--- GIVEN PROBLEM ---
Can you turn every line of the data below into a Markdown table with the columns "Row" and "Line", numbering the rows and leaving out any blank lines?

— Start RECORDED INFORMATION —

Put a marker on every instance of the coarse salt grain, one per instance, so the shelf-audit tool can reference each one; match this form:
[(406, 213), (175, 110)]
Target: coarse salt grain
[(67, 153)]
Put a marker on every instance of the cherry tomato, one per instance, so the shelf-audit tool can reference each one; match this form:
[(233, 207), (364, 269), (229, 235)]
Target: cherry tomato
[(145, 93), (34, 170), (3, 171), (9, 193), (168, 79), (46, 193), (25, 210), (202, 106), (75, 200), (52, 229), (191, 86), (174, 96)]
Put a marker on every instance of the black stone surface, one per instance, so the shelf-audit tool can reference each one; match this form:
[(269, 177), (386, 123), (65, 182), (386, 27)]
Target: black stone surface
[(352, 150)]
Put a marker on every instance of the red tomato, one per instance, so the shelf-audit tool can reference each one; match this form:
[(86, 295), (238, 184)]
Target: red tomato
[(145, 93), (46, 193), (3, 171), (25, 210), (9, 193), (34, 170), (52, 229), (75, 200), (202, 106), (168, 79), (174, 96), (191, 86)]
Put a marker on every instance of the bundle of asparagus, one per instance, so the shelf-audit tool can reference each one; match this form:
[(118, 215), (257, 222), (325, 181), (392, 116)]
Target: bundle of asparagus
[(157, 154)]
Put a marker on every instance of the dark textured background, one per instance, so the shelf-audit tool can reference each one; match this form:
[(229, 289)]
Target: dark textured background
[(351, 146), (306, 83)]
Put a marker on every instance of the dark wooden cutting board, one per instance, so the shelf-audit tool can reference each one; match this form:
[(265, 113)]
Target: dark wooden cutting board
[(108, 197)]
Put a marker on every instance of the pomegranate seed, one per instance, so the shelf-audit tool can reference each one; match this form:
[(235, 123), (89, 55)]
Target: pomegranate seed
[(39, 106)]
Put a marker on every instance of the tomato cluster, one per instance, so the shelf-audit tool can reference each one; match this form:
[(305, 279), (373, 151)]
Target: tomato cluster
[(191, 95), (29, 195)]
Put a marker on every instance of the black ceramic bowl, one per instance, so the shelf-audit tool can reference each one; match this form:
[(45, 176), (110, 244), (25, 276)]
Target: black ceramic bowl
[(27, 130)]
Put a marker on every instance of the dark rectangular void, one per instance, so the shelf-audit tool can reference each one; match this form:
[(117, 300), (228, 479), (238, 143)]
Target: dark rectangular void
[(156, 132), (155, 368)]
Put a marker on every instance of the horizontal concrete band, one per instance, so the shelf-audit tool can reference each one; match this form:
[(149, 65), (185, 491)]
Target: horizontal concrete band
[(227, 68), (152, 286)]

— End RECORDED INFORMATION —

--- ANSWER TO THE EXERCISE ---
| Row | Line |
|---|---|
| 1 | Put a marker on every instance of the coarse salt grain, one per instance, so the shelf-audit tool can reference each one; match this form: |
| 2 | [(406, 213), (175, 110)] |
| 3 | Target: coarse salt grain |
| 4 | [(67, 153)] |
| 5 | Put a marker on every instance of the cherry tomato, one per instance, so the shelf-audit tool can reference each one; match this form: |
| 6 | [(233, 207), (364, 269), (229, 235)] |
| 7 | Target: cherry tomato |
| 8 | [(145, 93), (34, 170), (3, 171), (9, 193), (168, 79), (46, 193), (25, 210), (202, 106), (75, 200), (52, 229), (191, 86), (174, 96)] |
| 9 | Put a marker on every instance of the black stone surface, one per instance, so the shelf-audit tool can reference each one; match this form: |
| 10 | [(269, 177), (386, 123), (65, 182), (386, 27)] |
| 11 | Target: black stone surface |
| 12 | [(352, 150)] |
| 13 | Put a marker on every instance of the red tomato, one per instance, so the shelf-audit tool can reference each one; match this form: |
| 14 | [(86, 295), (238, 184)] |
| 15 | Target: red tomato |
| 16 | [(145, 93), (46, 193), (3, 171), (25, 210), (9, 193), (34, 170), (52, 229), (75, 200), (202, 106), (168, 79), (174, 96), (191, 86)] |
| 17 | Put a marker on every instance of the bundle of asparagus, one per instance, so the shelf-audit tool can reference each one; match this form: |
| 18 | [(118, 215), (257, 222), (325, 181), (392, 116)] |
| 19 | Target: bundle of asparagus |
| 20 | [(157, 154)] |
| 21 | Put a marker on every instance of the dark textured background, one per instance, so the shelf-audit tool can reference each one; match this form: |
| 22 | [(229, 289)] |
| 23 | Target: dark textured background |
| 24 | [(351, 146), (306, 83)] |
| 25 | Put a marker on every instance of the dark wooden cutting board, one per instance, so the shelf-audit tool can reference each one; match this form: |
| 26 | [(265, 113)] |
| 27 | Target: dark wooden cutting board |
| 28 | [(108, 197)] |
| 29 | Put a marker on every instance of the pomegranate seed, one per instance, so the shelf-audit tool can reference each one; match this form: |
| 30 | [(235, 123), (89, 55)] |
| 31 | Target: pomegranate seed |
| 32 | [(39, 106)] |
| 33 | Put a marker on every instance of the tomato cluster, one per instance, so the shelf-audit tool can reference each one; match this form: |
| 34 | [(305, 279), (373, 151)] |
| 35 | Target: tomato cluster |
| 36 | [(191, 95), (29, 195)] |
| 37 | Put a marker on every instance of the black ceramic bowl, one per instance, so the shelf-audit tool can reference each one; match this form: |
| 38 | [(45, 176), (110, 244), (25, 276)] |
| 39 | Target: black ceramic bowl |
| 40 | [(27, 130)] |
| 41 | Put a marker on every instance of the dark rectangular void, one per instance, so the shelf-audit tool can reference each one; match this form: |
| 42 | [(117, 300), (228, 479), (238, 143)] |
| 43 | Target: dark rectangular void |
| 44 | [(156, 132), (155, 368)] |
| 45 | Put a marker on every instance of the horizontal concrete band, one per instance, so the shelf-audit tool can reference each one; match this form: |
| 46 | [(149, 65), (185, 491)] |
| 47 | Target: horizontal concrete band |
| 48 | [(227, 68), (152, 286)] |